*TASK REQUIREMENTS*. Copy the lines verbatim, beginning with the line that contains "Query: chimney" and continuing through the end of the data, and only those lines.

*SOURCE INFORMATION*.
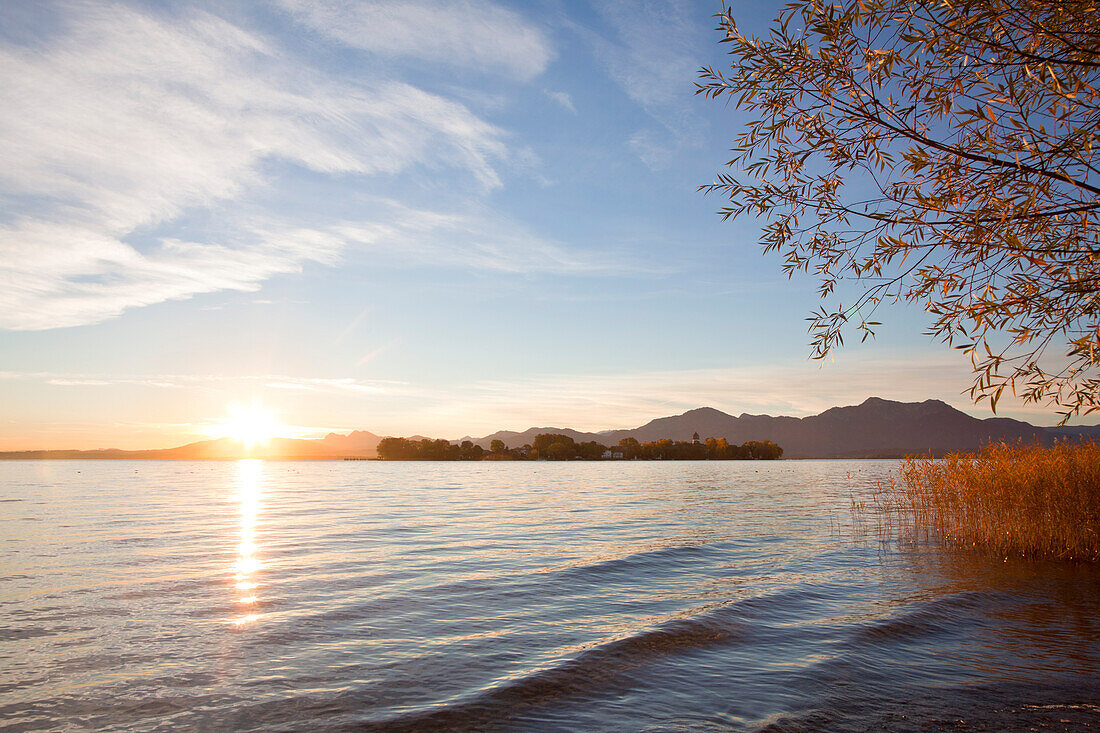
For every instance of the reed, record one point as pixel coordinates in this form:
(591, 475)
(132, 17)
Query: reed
(1011, 500)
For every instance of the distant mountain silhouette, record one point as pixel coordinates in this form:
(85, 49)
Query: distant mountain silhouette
(358, 444)
(877, 428)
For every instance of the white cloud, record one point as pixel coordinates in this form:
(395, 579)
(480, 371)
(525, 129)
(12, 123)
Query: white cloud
(123, 120)
(468, 33)
(397, 234)
(562, 98)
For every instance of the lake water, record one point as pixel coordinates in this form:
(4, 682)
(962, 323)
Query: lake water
(149, 595)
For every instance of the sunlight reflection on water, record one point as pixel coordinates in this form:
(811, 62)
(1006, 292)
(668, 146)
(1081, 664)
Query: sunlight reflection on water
(160, 595)
(249, 476)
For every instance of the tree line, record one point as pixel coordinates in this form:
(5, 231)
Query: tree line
(554, 446)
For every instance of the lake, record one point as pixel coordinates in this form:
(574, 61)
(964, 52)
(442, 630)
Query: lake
(165, 595)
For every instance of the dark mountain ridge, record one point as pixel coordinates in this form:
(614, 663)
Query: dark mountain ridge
(876, 428)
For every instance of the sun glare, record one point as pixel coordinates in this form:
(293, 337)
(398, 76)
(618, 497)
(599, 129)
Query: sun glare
(250, 424)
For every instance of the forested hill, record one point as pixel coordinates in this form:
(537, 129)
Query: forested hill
(875, 428)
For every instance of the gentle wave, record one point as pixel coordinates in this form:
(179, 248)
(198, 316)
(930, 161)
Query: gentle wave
(515, 597)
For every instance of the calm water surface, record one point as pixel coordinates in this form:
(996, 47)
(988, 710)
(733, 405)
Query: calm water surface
(153, 595)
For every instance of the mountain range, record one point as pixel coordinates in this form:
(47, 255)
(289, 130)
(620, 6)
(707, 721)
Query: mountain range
(877, 428)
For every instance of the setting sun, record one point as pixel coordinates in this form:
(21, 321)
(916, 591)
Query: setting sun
(252, 425)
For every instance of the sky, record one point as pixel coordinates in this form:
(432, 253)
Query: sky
(438, 218)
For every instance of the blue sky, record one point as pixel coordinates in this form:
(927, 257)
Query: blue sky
(443, 218)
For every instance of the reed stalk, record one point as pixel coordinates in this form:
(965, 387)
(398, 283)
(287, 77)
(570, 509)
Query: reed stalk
(1012, 500)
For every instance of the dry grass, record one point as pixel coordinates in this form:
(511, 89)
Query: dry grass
(1011, 500)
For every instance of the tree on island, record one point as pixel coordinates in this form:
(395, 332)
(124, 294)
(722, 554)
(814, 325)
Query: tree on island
(938, 153)
(558, 447)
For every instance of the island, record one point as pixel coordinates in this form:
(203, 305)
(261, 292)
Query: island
(558, 447)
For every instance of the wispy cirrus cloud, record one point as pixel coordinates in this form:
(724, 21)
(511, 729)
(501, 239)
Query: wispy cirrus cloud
(653, 57)
(121, 120)
(468, 33)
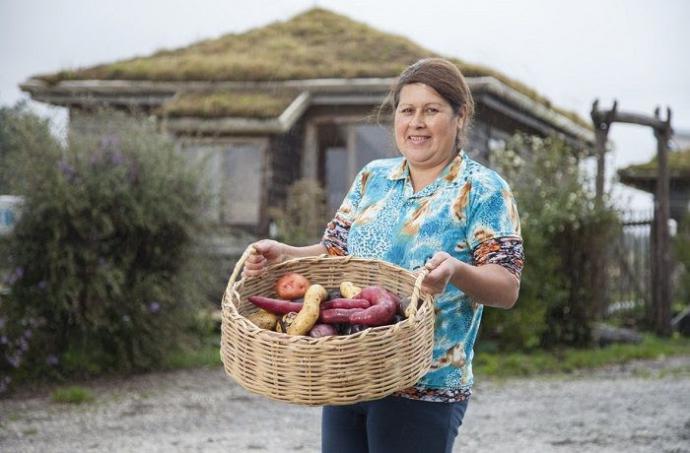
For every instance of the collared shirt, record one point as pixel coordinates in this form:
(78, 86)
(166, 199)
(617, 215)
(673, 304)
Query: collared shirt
(466, 206)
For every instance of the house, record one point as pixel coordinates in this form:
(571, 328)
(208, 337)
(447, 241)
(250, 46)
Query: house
(294, 99)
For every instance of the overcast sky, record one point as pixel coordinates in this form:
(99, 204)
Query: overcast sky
(572, 52)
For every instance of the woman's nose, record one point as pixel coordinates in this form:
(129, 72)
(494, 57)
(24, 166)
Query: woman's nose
(417, 120)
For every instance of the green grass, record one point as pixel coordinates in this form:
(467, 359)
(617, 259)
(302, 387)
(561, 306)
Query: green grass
(219, 104)
(318, 44)
(504, 365)
(72, 395)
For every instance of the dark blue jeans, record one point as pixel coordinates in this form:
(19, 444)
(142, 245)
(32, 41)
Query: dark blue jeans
(391, 425)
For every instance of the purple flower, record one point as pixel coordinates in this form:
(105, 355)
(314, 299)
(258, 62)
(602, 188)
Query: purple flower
(110, 141)
(117, 158)
(15, 361)
(4, 382)
(15, 275)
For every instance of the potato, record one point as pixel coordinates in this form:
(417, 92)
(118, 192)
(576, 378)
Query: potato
(286, 322)
(291, 286)
(263, 319)
(309, 314)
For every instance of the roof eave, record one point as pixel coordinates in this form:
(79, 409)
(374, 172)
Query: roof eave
(155, 93)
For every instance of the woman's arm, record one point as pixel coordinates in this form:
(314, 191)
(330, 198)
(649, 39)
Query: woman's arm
(268, 251)
(490, 284)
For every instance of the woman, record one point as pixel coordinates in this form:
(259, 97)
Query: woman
(432, 207)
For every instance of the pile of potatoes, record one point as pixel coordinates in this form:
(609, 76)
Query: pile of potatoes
(309, 309)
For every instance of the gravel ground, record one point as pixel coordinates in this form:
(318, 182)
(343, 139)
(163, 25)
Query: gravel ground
(640, 407)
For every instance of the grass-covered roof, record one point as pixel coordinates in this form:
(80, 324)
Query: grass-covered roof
(225, 103)
(315, 44)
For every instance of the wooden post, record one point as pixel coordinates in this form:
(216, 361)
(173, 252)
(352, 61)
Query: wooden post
(602, 123)
(310, 152)
(661, 272)
(351, 152)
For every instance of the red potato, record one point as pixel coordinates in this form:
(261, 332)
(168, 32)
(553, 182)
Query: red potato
(338, 315)
(277, 306)
(322, 330)
(382, 310)
(345, 303)
(291, 286)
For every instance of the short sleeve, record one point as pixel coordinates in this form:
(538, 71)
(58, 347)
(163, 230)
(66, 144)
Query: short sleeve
(492, 212)
(337, 231)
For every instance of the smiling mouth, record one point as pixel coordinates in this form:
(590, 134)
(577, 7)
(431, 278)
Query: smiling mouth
(418, 139)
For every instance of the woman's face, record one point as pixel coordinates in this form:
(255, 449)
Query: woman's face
(425, 127)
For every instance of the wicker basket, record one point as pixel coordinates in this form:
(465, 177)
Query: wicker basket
(330, 370)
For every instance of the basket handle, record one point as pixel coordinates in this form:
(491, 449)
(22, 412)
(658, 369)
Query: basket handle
(416, 292)
(240, 263)
(235, 273)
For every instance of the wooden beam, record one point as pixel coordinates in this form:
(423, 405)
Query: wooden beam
(662, 295)
(310, 152)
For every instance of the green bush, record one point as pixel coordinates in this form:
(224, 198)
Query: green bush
(72, 395)
(102, 266)
(563, 232)
(304, 217)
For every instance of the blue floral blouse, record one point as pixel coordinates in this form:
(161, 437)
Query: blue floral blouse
(469, 212)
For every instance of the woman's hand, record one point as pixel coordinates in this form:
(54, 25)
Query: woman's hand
(442, 267)
(266, 251)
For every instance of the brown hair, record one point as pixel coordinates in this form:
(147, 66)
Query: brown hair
(444, 77)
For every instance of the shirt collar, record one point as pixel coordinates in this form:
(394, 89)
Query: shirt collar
(449, 174)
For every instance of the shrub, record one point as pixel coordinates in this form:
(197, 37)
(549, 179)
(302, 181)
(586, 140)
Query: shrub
(564, 232)
(102, 266)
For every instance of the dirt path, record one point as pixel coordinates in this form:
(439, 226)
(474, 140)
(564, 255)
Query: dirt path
(642, 407)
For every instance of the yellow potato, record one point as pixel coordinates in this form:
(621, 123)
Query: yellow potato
(309, 314)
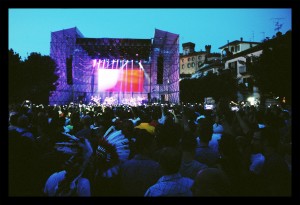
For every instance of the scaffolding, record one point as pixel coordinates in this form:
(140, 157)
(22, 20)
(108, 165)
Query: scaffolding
(78, 79)
(165, 44)
(62, 47)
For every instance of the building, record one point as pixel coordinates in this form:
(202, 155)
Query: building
(193, 64)
(121, 69)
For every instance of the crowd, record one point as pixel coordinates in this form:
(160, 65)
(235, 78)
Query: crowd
(149, 150)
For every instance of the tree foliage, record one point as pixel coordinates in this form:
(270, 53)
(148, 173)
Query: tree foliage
(32, 78)
(272, 69)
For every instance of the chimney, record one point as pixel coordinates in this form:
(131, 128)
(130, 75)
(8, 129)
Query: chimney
(207, 48)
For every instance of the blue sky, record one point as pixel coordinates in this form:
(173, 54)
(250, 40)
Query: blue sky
(30, 29)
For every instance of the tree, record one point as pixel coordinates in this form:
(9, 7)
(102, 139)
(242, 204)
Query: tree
(32, 79)
(272, 69)
(15, 79)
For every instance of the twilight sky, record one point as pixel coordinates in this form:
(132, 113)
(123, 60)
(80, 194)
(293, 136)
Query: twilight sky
(30, 29)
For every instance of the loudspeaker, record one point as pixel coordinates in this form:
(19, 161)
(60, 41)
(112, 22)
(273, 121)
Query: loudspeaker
(69, 70)
(160, 69)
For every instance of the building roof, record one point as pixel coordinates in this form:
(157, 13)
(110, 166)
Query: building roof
(236, 42)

*EXERCISE ANSWER*.
Query: chimney
(207, 48)
For every instance of the blue sky, record one point as pixel coordinates in this form:
(173, 54)
(250, 40)
Query: blue sky
(30, 29)
For every instance of the tree, record one point as pixel coordinates in this form:
(9, 7)
(102, 139)
(242, 204)
Query: tree
(32, 79)
(272, 69)
(15, 79)
For every instance of the twilight sky, record one point as pixel coordinates in this form:
(132, 113)
(123, 60)
(80, 194)
(293, 136)
Query: twilight sky
(30, 29)
For every instance of the loudspeaker, record one point as pixel coordinates in this form:
(19, 161)
(60, 41)
(112, 22)
(273, 121)
Query: loudspeaker
(69, 70)
(160, 69)
For every instance of the building roof, record one point as pixel coordinates in this form:
(157, 13)
(110, 166)
Query: building roof
(236, 42)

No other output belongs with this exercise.